• WRITTEN EXERCISE A
Filter the rows below, keeping every line that contains the word "orange". Case counts.

• SELECTED PASSAGE
::::::
Social media changes the way people communicate. Even as a teenager, I sensed the sacrifice. I realized that it had changed the standards and expectations for relationships, and I was not quite ready, or willing, to make that change.
Working as a National Congregation of Synagogue Youth (NCSY) advisor, I’ve witnessed, firsthand, the rather shocking way in which social media has transformed the way our generation communicates, and the expectations we have for relationships. My job entails working closely with over 150 teenagers, attending weekend retreats, chatting together over Skype, or simply being on call for any number of late night questions or crises. However, being in direct contact with my NCSY teenagers has been a battle. The high school students I work with would much rather just send me a Facebook message, or post something on my wall, than give me a call. And, from my experience, it is not because they are pressed for time or greatly inconvenienced by picking up the phone to dial my number. Rather, there is a certain fear of direct, personal human communication.
During my last NCSY weekend retreat, I interviewed my high school students asking the following: Do you, and if yes why, prefer using Facebook and other forms of social media to communicate with friends, rather than calling them, sending them an email (which, apparently, is old school at this point), or even meeting up in person?
As always with teenagers (and one of the primary reasons I so greatly enjoy working with this age group), the answers I received were incredibly diverse, and candid. The first teenager I asked, a popular high school junior, answered honestly, “the more personal the contact, the more intimidating.” Questioning her further, she explained that social media provides a sort of “buffer” so that you don’t make “embarrassing social mistakes.” When you use Facebook to contact a friend, you have time and distance to plan out what you’re going to say. A phone-call, on the other hand, supremely increases the “risk” of embarrassing social blunders.
In response to my question, a male NCSYer responded, “It’s not as easy for people to judge you when you communicate through Facebook.” When I asked him if he thinks people judge others by their social media accounts, he responded affirmatively. I then asked him, in lieu of his second response, to reevaluate his first answer. Thinking for a moment, he responded, “Yes, it’s true. In both cases, phone and Facebook, people are going to judge. But, on Facebook, you’re not aware of it. If someone is looking at your picture and judging you, or looking at your status update and judging you, you’ll never know about. People don’t realize they’re being judged through social media, and that’s what makes it so easy.”
::::::
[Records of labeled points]
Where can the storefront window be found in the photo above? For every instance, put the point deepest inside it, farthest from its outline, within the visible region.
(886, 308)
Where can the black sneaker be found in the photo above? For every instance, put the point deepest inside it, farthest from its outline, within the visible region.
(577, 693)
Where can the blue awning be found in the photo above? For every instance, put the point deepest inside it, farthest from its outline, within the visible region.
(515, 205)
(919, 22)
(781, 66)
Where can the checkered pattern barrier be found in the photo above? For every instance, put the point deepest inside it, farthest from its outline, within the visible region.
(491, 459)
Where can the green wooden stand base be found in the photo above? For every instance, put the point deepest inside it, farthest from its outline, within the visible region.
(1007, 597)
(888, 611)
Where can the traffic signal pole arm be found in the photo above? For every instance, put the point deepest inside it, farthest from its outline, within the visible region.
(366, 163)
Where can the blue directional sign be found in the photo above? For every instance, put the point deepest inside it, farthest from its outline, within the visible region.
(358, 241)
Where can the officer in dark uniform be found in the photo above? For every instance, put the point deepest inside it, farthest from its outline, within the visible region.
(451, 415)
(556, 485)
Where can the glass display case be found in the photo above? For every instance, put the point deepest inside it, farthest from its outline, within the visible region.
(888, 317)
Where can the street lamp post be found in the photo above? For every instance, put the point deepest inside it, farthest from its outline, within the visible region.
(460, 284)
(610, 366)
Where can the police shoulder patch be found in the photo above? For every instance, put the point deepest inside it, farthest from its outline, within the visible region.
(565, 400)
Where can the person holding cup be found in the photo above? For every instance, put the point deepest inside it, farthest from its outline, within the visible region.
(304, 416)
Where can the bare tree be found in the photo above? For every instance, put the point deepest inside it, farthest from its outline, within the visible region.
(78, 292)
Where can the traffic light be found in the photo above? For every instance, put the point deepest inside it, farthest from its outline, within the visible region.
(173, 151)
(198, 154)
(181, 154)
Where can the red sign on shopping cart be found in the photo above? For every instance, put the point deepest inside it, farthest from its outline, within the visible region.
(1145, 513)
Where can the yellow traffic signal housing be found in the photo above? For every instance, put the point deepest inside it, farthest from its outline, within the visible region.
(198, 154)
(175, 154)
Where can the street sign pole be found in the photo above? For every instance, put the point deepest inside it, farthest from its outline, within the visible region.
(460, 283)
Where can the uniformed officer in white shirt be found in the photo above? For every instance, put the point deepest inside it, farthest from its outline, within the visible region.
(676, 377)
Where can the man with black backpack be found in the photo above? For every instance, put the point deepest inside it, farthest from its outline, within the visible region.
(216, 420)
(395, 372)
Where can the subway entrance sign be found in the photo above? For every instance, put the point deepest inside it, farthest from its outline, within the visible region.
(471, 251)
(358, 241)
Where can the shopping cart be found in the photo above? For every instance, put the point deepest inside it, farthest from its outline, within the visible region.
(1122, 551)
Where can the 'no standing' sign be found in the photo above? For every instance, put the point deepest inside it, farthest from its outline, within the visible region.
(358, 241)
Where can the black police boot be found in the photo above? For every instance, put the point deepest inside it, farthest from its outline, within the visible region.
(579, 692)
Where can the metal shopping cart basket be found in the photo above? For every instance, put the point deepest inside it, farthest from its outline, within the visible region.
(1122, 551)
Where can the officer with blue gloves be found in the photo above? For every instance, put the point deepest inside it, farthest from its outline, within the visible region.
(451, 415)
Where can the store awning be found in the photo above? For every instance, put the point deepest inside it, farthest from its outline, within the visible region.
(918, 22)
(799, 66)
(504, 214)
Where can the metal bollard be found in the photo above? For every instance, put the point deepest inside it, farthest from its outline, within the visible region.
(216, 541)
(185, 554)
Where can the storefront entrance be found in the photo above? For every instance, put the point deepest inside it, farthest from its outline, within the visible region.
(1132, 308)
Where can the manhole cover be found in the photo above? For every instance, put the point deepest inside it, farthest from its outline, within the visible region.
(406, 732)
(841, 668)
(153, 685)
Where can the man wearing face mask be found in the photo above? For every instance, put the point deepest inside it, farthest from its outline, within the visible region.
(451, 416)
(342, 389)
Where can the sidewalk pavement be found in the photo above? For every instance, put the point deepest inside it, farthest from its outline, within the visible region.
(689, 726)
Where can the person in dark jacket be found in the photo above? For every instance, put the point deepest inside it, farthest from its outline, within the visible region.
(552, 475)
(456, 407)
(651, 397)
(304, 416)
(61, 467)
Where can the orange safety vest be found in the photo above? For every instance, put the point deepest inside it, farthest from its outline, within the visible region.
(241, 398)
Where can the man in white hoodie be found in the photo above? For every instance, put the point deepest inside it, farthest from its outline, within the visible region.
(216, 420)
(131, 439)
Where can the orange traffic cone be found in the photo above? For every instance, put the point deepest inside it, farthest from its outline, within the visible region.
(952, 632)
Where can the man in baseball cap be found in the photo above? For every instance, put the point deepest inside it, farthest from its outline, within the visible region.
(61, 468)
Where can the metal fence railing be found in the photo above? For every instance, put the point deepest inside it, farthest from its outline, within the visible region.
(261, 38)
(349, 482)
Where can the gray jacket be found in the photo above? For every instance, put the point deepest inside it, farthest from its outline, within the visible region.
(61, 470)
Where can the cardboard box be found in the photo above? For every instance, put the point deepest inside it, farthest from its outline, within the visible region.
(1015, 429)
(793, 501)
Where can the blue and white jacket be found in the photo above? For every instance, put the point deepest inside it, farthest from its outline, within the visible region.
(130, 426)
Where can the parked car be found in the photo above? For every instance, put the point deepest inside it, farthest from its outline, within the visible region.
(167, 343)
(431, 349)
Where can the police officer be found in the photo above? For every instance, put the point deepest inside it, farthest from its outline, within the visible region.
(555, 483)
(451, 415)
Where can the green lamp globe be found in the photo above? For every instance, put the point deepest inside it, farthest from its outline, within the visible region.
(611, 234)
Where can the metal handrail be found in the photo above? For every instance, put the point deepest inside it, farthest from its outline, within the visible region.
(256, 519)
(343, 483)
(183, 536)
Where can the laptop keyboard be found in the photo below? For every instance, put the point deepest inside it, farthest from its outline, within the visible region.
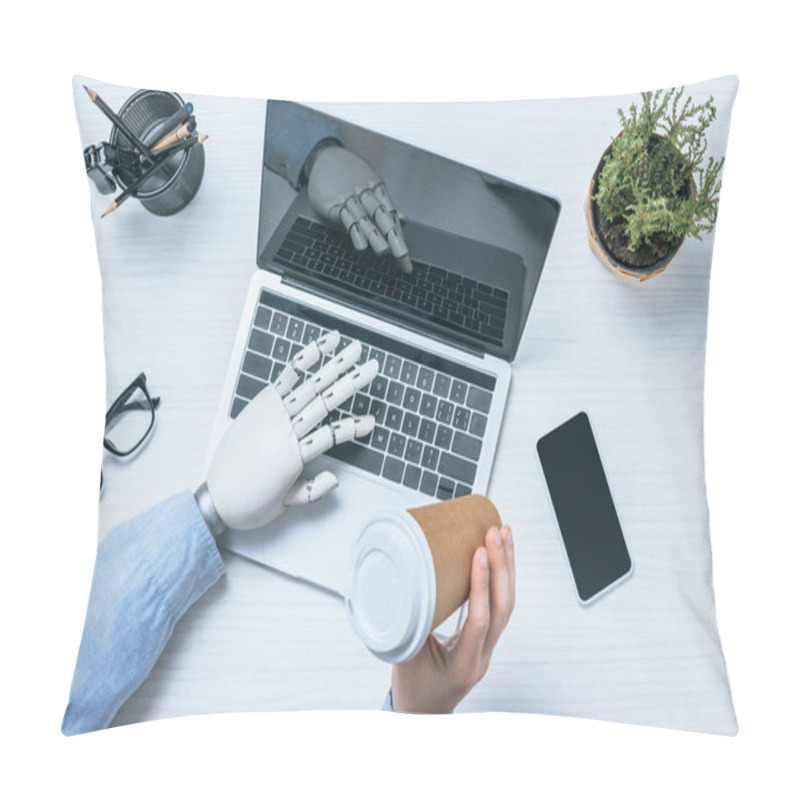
::::::
• WRITTEN EXERCISE B
From the essay on social media above, extract the passage from "Social media changes" up to and including "make that change.", copying it word for word.

• PROBLEM SOLUTION A
Where can the orange safety vest be found in the photo above? For every instance, put the point deepest inside it, farthest from its outline, within the visible region.
Where can the orange traffic cone be found in the photo above? For every instance, put the point deepest inside it, farthest from its outline, within the visible region.

• PROBLEM SOLUTION B
Social media changes the way people communicate. Even as a teenager, I sensed the sacrifice. I realized that it had changed the standards and expectations for relationships, and I was not quite ready, or willing, to make that change.